SET EXERCISE 1: In the forum thread about buying a UPS, what was the original poster's maximum budget?
SET EXERCISE 2: Translate this sentence from the forum thread about buying a UPS into Spanish: "I need to choose a product such that any problem in UPS can be resolved from my place."

PASSAGE PROVIDED:
____

# UPS needed for my PC



## vishpt (Feb 2, 2015)

I am planning to buy UPS for my PC

M config

i3 2120 dh61ww
8gb ddr3 1333
gtx 750ti 2 gb ddr5
antec vp 450p smps

My old UPS was numeric 600va

i have shortlisted to tthe following ups( Since my budget was 4.5k at max)

Luminous 1000Va Ups (Double Battery)
Luminous 1000Va Ups (Double Battery) - Buy @ Best Price in India | Snapdeal
or
APC BE800-IND UPS
APC BE800-IND UPS - Buy @ Best Price in India | Snapdeal
or
cyber power bu1000 UPS: Buy Online @ Snapdeal India

which should i buy?


----------



## bssunilreddy (Feb 2, 2015)

CyberPower BU1000-IN -4500.


----------



## vishpt (Feb 3, 2015)

bssunil said:


> CyberPower BU1000-IN -4500.



I don't live in cities. I need to choose a product such that any problem in UPS can be resolved from my place.

I do not know about cyberpower UPS. Can any user tell its performance?
 What about new Luminous Uno 1000va double battery? Is there any user for this UPS ... there isn't much to go on in net about these 2 UPS performances..... Since summer is approaching , there will be a lot of power cuts and I installed new graphics card Gtx 750ti and PSU Antec VP 450P. I cant fry my PC due to power shortage......


----------



## bssunilreddy (Feb 4, 2015)

vishpt said:


> I don't live in cities. I need to choose a product such that any problem in UPS can be resolved from my place.
> 
> I do not know about cyberpower UPS. Can any user tell its performance?
> What about new Luminous Uno 1000va double battery? Is there any user for this UPS ... there isn't much to go on in net about these 2 UPS performances..... Since summer is approaching , there will be a lot of power cuts and I installed new graphics card Gtx 750ti and PSU Antec VP 450P. I cant fry my PC due to power shortage......



Even APC 600VA is enough for your Config but to be on the safe side you can go with CyberPower BU1000-IN @ 4.5k which is superb in terms of performance. I have APC 600VA and would like to upgrade to CyberPower BU1000-IN.


----------



## vishpt (Feb 5, 2015)

bssunil said:


> Even APC 600VA is enough for your Config but to be on the safe side you can go with CyberPower BU1000-IN @ 4.5k which is superb in terms of performance. I have APC 600VA and would like to upgrade to CyberPower BU1000-IN.



Thanks ..... Will go for cyberpower...... Performance and brand wise it is equal to APC internationally.... not so publicized  in india..... I don't know about its service... but have to take that risk... .....APC pricing is a bit premium for me.... But some may think its worth for its customer support


----------



## uts7 (Jun 17, 2015)

I have a seasonic m12ii 620. need help buying a pure sine wave ups.


----------

____

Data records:
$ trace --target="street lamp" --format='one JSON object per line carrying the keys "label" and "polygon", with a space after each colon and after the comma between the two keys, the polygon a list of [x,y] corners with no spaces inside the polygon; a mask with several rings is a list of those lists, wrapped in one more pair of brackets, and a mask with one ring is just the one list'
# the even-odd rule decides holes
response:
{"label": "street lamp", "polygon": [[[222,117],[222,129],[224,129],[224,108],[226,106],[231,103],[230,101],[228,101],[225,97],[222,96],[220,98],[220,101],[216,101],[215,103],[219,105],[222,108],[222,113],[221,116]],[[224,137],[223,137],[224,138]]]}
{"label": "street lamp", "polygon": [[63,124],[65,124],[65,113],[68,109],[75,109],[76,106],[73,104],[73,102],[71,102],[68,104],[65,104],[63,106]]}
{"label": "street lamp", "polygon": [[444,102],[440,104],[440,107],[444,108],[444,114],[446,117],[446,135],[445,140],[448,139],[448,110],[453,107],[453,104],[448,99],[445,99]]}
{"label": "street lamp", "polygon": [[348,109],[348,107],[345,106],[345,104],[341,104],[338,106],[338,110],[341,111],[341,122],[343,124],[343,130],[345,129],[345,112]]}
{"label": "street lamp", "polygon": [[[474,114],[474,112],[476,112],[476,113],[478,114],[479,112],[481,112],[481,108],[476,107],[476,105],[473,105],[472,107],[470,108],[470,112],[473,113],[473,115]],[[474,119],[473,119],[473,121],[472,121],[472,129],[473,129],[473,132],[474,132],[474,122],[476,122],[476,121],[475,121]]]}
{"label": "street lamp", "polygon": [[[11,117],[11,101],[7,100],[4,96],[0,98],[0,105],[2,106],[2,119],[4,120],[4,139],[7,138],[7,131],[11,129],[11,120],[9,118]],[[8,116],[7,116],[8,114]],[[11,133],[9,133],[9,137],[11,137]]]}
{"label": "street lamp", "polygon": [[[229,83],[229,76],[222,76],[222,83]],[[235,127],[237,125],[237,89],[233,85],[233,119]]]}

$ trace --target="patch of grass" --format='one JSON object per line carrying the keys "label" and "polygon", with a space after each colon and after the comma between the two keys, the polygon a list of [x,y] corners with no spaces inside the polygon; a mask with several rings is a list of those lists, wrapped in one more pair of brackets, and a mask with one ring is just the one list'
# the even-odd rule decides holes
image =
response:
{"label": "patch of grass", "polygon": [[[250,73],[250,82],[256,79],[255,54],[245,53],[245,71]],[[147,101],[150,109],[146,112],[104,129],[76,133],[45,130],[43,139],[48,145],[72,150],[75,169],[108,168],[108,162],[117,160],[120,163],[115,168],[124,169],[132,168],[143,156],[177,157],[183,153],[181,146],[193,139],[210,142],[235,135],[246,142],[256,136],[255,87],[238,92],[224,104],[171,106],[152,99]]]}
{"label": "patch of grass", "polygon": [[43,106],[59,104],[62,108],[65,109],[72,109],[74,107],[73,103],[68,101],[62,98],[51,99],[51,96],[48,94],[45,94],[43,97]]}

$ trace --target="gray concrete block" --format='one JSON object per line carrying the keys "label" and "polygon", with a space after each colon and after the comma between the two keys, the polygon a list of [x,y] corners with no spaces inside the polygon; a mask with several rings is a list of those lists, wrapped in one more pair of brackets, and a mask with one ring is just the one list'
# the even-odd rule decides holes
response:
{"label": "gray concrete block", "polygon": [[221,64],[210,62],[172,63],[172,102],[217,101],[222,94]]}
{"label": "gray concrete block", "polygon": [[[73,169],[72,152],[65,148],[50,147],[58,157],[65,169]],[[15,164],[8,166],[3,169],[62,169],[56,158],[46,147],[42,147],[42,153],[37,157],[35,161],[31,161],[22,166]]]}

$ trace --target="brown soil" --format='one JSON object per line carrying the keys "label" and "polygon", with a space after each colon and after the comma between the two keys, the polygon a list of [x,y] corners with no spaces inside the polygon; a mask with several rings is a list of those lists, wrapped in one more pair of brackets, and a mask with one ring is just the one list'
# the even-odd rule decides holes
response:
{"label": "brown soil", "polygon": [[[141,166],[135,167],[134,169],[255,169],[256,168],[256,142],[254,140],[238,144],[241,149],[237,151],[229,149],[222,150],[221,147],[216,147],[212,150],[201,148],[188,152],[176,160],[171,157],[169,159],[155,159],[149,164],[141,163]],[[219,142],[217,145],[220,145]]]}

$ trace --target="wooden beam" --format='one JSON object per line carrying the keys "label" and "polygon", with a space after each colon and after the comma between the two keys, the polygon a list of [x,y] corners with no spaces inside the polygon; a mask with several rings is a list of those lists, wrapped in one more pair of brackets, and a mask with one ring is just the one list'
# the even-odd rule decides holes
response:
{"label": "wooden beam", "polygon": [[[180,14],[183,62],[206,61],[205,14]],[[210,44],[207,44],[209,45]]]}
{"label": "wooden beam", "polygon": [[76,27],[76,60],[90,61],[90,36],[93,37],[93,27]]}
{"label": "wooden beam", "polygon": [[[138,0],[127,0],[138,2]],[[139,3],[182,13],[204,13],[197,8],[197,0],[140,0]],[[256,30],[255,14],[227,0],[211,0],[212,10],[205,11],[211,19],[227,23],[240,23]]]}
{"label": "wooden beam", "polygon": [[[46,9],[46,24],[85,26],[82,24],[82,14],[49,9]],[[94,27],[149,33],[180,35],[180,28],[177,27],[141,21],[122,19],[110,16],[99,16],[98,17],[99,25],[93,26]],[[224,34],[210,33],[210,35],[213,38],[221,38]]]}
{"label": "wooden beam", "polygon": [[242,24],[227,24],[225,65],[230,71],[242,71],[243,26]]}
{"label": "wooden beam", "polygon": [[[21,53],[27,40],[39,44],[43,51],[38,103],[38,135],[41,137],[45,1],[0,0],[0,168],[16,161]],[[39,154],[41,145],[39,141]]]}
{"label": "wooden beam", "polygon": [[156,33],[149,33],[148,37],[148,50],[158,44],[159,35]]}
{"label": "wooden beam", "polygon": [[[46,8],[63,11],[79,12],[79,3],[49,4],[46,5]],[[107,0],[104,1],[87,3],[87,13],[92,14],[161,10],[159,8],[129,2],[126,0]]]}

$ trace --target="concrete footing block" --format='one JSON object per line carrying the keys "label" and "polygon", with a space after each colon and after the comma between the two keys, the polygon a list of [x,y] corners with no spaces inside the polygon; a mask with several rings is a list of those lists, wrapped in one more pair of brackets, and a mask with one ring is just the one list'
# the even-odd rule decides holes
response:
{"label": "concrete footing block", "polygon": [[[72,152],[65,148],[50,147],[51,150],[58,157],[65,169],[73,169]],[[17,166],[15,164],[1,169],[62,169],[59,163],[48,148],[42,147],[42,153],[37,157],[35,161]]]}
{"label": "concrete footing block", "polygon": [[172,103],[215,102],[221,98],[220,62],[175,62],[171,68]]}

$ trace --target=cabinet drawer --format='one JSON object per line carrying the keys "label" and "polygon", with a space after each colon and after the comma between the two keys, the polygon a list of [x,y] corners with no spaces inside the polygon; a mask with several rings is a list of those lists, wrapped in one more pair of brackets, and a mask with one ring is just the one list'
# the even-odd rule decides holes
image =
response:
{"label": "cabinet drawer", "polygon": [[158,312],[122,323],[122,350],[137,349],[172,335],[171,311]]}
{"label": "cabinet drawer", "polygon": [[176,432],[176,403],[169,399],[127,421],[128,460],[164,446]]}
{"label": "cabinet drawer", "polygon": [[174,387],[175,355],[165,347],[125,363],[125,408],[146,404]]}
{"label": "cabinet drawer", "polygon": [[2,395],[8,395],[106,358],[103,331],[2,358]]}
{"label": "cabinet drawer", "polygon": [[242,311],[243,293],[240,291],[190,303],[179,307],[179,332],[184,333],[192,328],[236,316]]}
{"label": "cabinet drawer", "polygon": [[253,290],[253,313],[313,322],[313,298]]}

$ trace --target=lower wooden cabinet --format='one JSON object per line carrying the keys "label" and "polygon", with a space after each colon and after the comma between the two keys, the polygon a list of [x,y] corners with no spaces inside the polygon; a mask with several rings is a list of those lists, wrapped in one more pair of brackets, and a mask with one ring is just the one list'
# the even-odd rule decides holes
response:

____

FULL OUTPUT 1: 4.5k at most.

FULL OUTPUT 2: Necesito elegir un producto de modo que cualquier problema del UPS pueda resolverse desde donde vivo.